_Directions_
Please copy each line of the listing that includes the string "below".

_Data_
↓↓↓

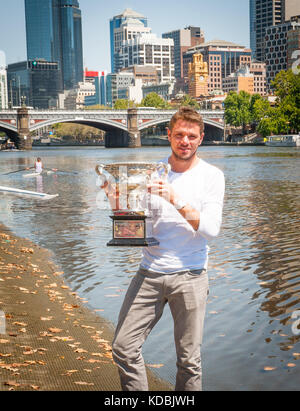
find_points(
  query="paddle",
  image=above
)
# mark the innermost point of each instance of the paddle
(61, 171)
(16, 171)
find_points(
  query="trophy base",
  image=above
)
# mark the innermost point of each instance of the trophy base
(129, 230)
(132, 242)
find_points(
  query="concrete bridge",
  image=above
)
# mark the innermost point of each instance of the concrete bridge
(123, 127)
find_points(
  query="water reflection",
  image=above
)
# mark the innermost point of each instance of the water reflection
(254, 264)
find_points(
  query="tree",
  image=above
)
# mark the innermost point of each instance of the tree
(154, 100)
(190, 101)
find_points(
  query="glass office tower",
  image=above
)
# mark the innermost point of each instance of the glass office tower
(131, 20)
(263, 14)
(54, 33)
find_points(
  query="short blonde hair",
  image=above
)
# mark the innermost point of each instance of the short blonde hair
(187, 114)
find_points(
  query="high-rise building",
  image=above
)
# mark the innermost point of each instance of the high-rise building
(3, 82)
(54, 34)
(38, 81)
(222, 57)
(276, 50)
(266, 13)
(198, 77)
(149, 50)
(263, 14)
(183, 39)
(293, 45)
(291, 8)
(123, 27)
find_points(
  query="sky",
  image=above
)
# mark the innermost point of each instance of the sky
(219, 19)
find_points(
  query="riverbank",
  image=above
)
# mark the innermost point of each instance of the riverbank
(49, 341)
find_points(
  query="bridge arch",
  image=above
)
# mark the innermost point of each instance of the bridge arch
(103, 124)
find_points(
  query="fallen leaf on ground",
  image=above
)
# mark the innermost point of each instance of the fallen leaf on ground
(54, 330)
(155, 365)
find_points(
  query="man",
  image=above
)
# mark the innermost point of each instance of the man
(38, 165)
(189, 212)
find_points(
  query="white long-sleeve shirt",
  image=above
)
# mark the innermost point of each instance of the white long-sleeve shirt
(180, 246)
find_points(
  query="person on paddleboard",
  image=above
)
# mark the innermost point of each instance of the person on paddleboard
(38, 165)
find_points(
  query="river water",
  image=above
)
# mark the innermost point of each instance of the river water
(251, 335)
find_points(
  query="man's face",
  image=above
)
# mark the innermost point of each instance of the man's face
(185, 139)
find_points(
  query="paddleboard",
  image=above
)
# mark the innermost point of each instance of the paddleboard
(28, 175)
(31, 175)
(35, 194)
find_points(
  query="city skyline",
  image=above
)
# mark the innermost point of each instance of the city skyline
(230, 23)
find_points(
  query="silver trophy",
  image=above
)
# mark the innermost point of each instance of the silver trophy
(128, 186)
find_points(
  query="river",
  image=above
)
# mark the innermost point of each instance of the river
(251, 339)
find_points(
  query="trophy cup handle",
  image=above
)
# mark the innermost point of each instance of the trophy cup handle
(103, 175)
(164, 168)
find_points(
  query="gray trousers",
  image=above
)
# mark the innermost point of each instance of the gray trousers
(186, 293)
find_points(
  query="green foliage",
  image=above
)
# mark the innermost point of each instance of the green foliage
(190, 101)
(154, 100)
(242, 109)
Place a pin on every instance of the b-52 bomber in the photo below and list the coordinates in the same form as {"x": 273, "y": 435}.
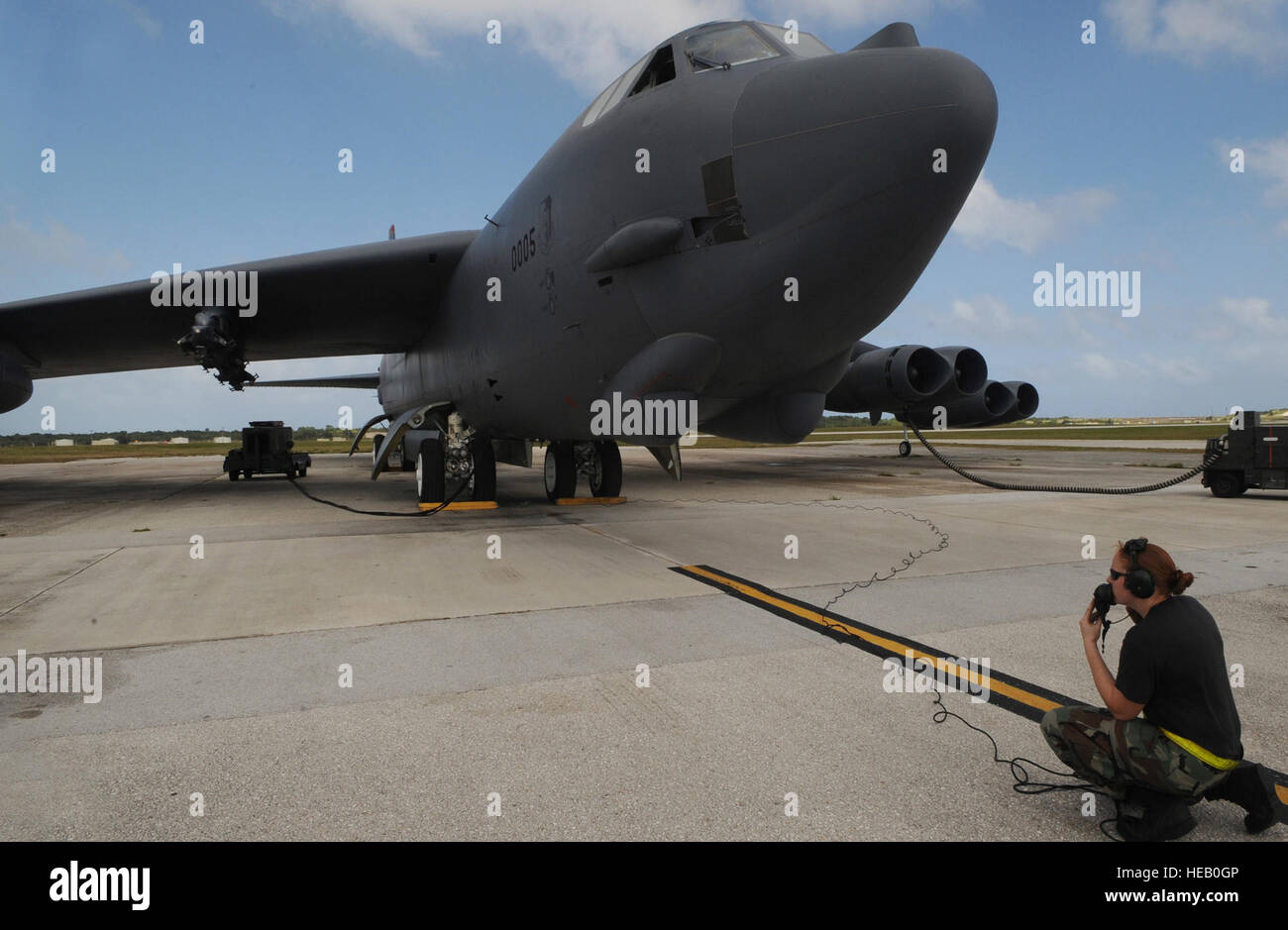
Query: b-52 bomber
{"x": 706, "y": 245}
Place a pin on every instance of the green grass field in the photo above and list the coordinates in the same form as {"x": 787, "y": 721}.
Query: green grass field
{"x": 1016, "y": 437}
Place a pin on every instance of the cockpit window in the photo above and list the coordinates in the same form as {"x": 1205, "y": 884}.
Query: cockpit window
{"x": 614, "y": 93}
{"x": 658, "y": 71}
{"x": 805, "y": 44}
{"x": 724, "y": 48}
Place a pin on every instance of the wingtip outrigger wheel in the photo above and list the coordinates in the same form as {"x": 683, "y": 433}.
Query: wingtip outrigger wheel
{"x": 905, "y": 447}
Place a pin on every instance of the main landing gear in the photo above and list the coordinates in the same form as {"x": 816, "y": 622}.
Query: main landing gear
{"x": 459, "y": 466}
{"x": 599, "y": 462}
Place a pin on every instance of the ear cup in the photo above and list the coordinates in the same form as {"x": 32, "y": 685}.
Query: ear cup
{"x": 1140, "y": 583}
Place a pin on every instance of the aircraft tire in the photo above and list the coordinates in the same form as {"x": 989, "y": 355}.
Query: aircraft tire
{"x": 561, "y": 470}
{"x": 609, "y": 483}
{"x": 483, "y": 460}
{"x": 1227, "y": 484}
{"x": 430, "y": 476}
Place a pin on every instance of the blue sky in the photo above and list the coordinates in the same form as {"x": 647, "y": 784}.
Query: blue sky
{"x": 1108, "y": 156}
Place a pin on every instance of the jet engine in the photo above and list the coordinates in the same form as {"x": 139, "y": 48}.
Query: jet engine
{"x": 913, "y": 382}
{"x": 889, "y": 379}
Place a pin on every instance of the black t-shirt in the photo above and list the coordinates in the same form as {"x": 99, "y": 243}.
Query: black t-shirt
{"x": 1173, "y": 663}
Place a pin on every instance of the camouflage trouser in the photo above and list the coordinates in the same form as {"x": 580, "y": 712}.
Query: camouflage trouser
{"x": 1120, "y": 754}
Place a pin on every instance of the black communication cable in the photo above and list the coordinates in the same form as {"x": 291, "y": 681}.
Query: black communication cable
{"x": 376, "y": 513}
{"x": 1022, "y": 782}
{"x": 1064, "y": 488}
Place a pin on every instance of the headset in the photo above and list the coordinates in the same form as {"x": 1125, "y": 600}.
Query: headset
{"x": 1138, "y": 581}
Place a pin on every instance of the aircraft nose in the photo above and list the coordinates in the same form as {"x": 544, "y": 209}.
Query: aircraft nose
{"x": 902, "y": 131}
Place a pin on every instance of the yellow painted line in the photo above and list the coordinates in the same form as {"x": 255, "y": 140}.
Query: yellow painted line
{"x": 462, "y": 505}
{"x": 884, "y": 642}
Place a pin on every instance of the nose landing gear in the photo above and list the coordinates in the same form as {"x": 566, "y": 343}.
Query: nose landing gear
{"x": 599, "y": 462}
{"x": 905, "y": 447}
{"x": 460, "y": 465}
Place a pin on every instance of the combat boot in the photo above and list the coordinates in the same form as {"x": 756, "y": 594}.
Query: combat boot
{"x": 1247, "y": 787}
{"x": 1167, "y": 817}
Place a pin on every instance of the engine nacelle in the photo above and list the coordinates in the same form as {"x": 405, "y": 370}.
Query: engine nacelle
{"x": 1025, "y": 403}
{"x": 969, "y": 372}
{"x": 14, "y": 385}
{"x": 991, "y": 403}
{"x": 889, "y": 379}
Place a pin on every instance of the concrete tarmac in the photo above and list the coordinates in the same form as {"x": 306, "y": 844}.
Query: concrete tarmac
{"x": 318, "y": 673}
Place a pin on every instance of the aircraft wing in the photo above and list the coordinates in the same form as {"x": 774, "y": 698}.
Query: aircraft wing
{"x": 361, "y": 299}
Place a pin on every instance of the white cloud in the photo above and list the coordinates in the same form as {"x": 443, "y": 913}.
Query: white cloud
{"x": 1267, "y": 158}
{"x": 141, "y": 17}
{"x": 1025, "y": 224}
{"x": 1252, "y": 317}
{"x": 56, "y": 245}
{"x": 1197, "y": 30}
{"x": 1181, "y": 368}
{"x": 587, "y": 43}
{"x": 1098, "y": 366}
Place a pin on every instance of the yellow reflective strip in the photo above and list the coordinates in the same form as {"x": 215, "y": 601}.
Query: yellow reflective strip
{"x": 1199, "y": 753}
{"x": 892, "y": 644}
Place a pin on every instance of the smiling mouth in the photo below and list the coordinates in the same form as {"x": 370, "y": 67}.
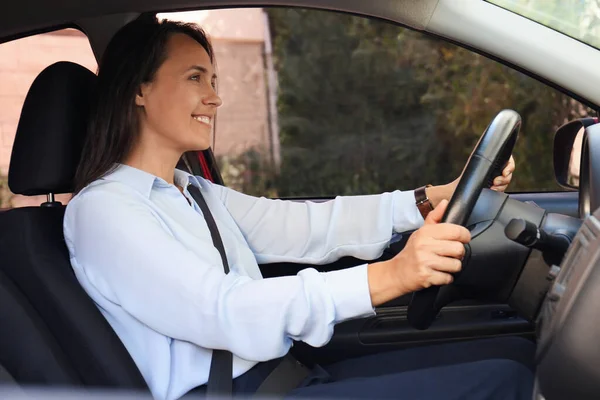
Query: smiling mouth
{"x": 202, "y": 119}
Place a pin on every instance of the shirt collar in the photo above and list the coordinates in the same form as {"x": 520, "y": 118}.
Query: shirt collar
{"x": 144, "y": 182}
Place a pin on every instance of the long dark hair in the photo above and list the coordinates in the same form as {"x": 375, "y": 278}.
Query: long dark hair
{"x": 131, "y": 58}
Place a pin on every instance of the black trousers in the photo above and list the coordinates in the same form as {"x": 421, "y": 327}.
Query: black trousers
{"x": 500, "y": 368}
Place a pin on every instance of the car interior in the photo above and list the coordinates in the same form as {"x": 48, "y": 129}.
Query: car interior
{"x": 530, "y": 269}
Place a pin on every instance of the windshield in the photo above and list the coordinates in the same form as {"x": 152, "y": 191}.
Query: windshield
{"x": 579, "y": 19}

↑↑↑

_Output of the task_
Place a pin on every instance of the b-52 bomber in the photo below and list the coordinates in the same form as {"x": 273, "y": 435}.
Place a pin on every instance of the smiling mouth in the photo below and list the coordinates in the same form as {"x": 370, "y": 67}.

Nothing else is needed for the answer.